** Begin **

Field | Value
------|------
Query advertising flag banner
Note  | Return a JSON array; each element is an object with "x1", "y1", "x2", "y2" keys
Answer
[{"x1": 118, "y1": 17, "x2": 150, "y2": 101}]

** End **

• Exercise prompt:
Rewrite the material above, substituting "sign" for every occurrence of "banner" and leaving everything else unchanged.

• Result of the task:
Field | Value
------|------
Query advertising flag sign
Note  | Return a JSON array; each element is an object with "x1", "y1", "x2", "y2" keys
Answer
[{"x1": 118, "y1": 17, "x2": 150, "y2": 101}]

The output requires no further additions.